— Start of DOCUMENT EXCERPT —

U of T Engineering students build 'unique' engine for eco-race on famed Indy 500 track

The UTSM Prototype Team with their Endurance vehicle at the Shell Eco Marathon. Clockwise from top left: Maya Edie-Maxsom, Shreyansh Nair, Peter Di Palma, Tony Tao, Tyler Barry, Rohak Bardalai, Shannon Lee, Mitchell Palermo and Jake Blimkie.

In April, the University of Toronto Supermileage Team (UTSM), led by Faculty of Applied Science & Engineering alumnus Tyler Barry, travelled to the United States for the annual three-day Shell Eco-marathon Competition – held this year at the Indianapolis Motor Speedway, home of the Indy 500 race.  

More than 50 teams from across North America participated in the competition to design, build and operate the most energy-efficient vehicle. And even though the final race was cancelled due to weather, the U of T team came home with an honourable mention in the Technical Innovation award category for their custom-built engine. 

While many competing teams use off-the-shelf engines, often from Go-Karts, the U of T team’s engine is entirely custom-built. The single-piston internal combustion engine has been modified over the years to eliminate unnecessary parts and maximize fuel efficiency.  

“Our engine is completely unique,” says Barry, “It was originally built in 2013 as a capstone project by previous members of the team, and over the years UTSM has continued to modify and build upon the original design.” 

This year, the team designed and prototyped a slider mechanism to help start the engine without clogging the gears. They were unable to implement the design in advance of the competition; however, the judges remained impressed. 

On the first day of the competition, the UTSM prototype team was the first to pass the technical inspection conducted by racing officials. 

“We spent hours finding spare parts and modifying our systems,” says Shannon Lee, a master’s candidate in the department of mechanical and industrial engineering who the structural lead and driver for the team.

— End of DOCUMENT EXCERPT —
— Start of GIVEN MATERIAL —

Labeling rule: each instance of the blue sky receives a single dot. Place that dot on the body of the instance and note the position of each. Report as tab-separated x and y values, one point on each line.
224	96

— End of GIVEN MATERIAL —

▶ GIVEN EXERCISE 1: According to the article on the U of T supermileage team, where was this year's Shell Eco-marathon Competition held?
▶ GIVEN EXERCISE 2: Reproduce the article on the U of T supermileage team from "While many competing" to "the judges remained impressed.".
The listing is not required for this work.

▶ WRITTEN SOLUTION 1: It was held at the Indianapolis Motor Speedway, home of the Indy 500 race.

▶ WRITTEN SOLUTION 2:
While many competing teams use off-the-shelf engines, often from Go-Karts, the U of T team’s engine is entirely custom-built. The single-piston internal combustion engine has been modified over the years to eliminate unnecessary parts and maximize fuel efficiency.  

“Our engine is completely unique,” says Barry, “It was originally built in 2013 as a capstone project by previous members of the team, and over the years UTSM has continued to modify and build upon the original design.” 

This year, the team designed and prototyped a slider mechanism to help start the engine without clogging the gears. They were unable to implement the design in advance of the competition; however, the judges remained impressed.